▸ **Task to carry out**: In the page on semantic deduplication, which importance and which timestamp does a merged memory keep?

▸ **Source passage**:
----

Semantic Deduplication

Category: Lifecycle

Problem

Over time, memory stores accumulate duplicate or near-duplicate entries. A user who mentions "I prefer dark mode" in five different conversations creates five nearly identical memories. During recall, these duplicates waste retrieval slots and provide no additional value.

Architecture

Dakera detects semantic duplicates by comparing embedding similarity between new memories and existing ones. When a new memory is highly similar to an existing one, it can be merged rather than stored separately. The autopilot consolidation also periodically scans for and merges clusters of similar memories.

Flow

On store, compute embedding similarity against recent memories in the same namespace
If similarity exceeds threshold, merge instead of creating a new entry
Merged memory retains the highest importance and latest timestamp
Periodic batch deduplication catches duplicates that arrive far apart in time

Implementation

from dakera import Dakera

client = Dakera(base_url="http://localhost:3300", api_key="dk-...")

# These memories are semantically equivalent:
client.memory.store(
    content="User prefers dark mode for all applications",
    namespace="user-prefs",
    metadata={"importance": 0.9}
)

# If deduplication detects this is a near-duplicate, it merges automatically
client.memory.store(
    content="The user likes dark mode and always enables it",
    namespace="user-prefs",
    metadata={"importance": 0.85}
)
# Result: single memory retained with highest importance (0.9)

# Run batch deduplication on a namespace
# This finds clusters of similar memories and consolidates them
# via REST API:
# POST /v1/memory/deduplicate
# {
#   "namespace": "user-prefs",
#   "similarity_threshold": 0.92,
#   "merge_strategy": "keep_highest_importance"
# }

Search-Before-Store Pattern

from dakera import Dakera

client = Dakera(base_url="http://localhost:3300", api_key="dk-...")

def store_with_dedup(content: str, namespace: str, metadata: dict):
    """Store a memory, checking for duplicates first."""
    # Search for similar existing memories
    existing = client.memory.search(
        query=content,
        namespace=namespace,
        top_k=3
    )

----

▸ **Entries provided**:
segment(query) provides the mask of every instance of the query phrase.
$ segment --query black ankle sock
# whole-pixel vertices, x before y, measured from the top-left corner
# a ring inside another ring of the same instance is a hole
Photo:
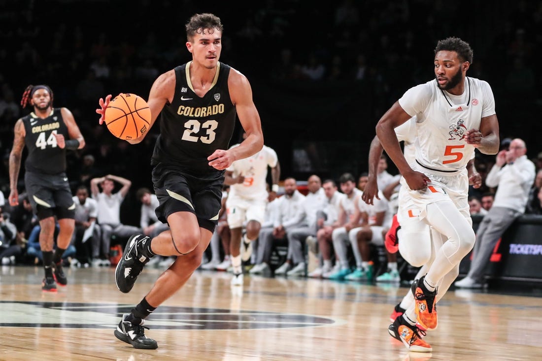
[[[62,261],[62,255],[64,254],[65,250],[66,248],[56,247],[56,249],[55,250],[55,254],[53,255],[53,261],[55,262],[55,265],[57,265]]]
[[[42,254],[45,276],[53,277],[53,251],[43,251]]]
[[[135,318],[145,319],[155,310],[156,307],[149,305],[146,299],[144,297],[136,308],[132,309],[131,312]]]

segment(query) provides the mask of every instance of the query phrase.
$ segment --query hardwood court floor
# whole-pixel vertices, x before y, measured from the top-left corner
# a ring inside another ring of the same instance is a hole
[[[146,324],[158,342],[136,350],[113,330],[161,273],[146,268],[132,291],[113,268],[66,269],[69,285],[41,291],[41,267],[0,269],[0,360],[542,360],[542,298],[450,291],[430,354],[388,336],[405,287],[196,271]]]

----

▸ **Output below**: It keeps the highest importance and the latest timestamp.